A block of data:
--*--

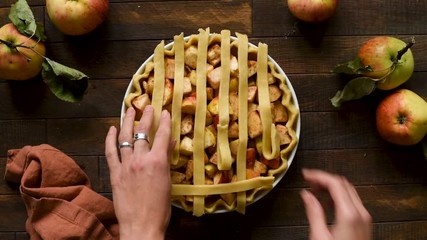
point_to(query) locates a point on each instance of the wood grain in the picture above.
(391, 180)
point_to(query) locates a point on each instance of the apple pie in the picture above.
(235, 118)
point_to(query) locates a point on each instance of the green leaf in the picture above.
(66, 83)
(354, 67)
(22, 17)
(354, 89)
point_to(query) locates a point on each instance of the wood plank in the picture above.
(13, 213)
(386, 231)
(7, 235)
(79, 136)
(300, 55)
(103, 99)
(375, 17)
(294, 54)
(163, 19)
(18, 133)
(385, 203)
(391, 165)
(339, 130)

--*--

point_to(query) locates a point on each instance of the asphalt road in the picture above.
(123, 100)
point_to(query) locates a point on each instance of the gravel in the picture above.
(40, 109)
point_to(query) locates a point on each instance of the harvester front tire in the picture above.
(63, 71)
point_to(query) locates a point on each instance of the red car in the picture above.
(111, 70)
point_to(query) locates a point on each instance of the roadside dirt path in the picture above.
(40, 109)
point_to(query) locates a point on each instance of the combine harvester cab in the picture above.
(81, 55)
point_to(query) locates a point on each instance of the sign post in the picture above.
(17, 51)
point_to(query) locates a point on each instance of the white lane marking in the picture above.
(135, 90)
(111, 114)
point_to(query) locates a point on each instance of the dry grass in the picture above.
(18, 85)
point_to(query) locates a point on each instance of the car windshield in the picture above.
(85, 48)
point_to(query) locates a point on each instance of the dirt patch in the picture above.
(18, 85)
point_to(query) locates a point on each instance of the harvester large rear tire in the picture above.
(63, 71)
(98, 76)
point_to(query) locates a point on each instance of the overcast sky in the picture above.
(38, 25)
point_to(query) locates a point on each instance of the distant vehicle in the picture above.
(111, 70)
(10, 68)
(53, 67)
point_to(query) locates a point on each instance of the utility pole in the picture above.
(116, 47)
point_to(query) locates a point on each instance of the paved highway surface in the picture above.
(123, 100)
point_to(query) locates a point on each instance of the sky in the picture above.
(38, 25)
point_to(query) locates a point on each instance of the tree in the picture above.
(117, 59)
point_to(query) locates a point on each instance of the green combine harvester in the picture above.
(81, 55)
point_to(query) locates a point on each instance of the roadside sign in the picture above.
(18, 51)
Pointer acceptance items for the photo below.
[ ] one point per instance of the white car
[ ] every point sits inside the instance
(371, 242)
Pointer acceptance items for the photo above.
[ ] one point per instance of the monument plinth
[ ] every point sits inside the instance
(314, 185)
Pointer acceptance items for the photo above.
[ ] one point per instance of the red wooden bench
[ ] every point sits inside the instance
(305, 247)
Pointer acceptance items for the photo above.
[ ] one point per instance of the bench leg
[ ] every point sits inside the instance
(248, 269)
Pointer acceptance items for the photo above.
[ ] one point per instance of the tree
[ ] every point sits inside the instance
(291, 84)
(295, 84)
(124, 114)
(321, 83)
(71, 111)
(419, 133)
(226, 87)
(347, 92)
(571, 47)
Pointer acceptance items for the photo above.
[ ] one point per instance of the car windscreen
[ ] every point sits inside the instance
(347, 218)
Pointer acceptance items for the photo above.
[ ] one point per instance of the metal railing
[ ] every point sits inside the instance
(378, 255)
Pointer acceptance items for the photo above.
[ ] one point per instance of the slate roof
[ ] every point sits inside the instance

--*--

• WHAT TO WORK ON:
Show every line of the records that contains the word "bench", copying each one.

• COMPLETED TASK:
[ ] one point per instance of the red wooden bench
[ ] one point per instance of the bench leg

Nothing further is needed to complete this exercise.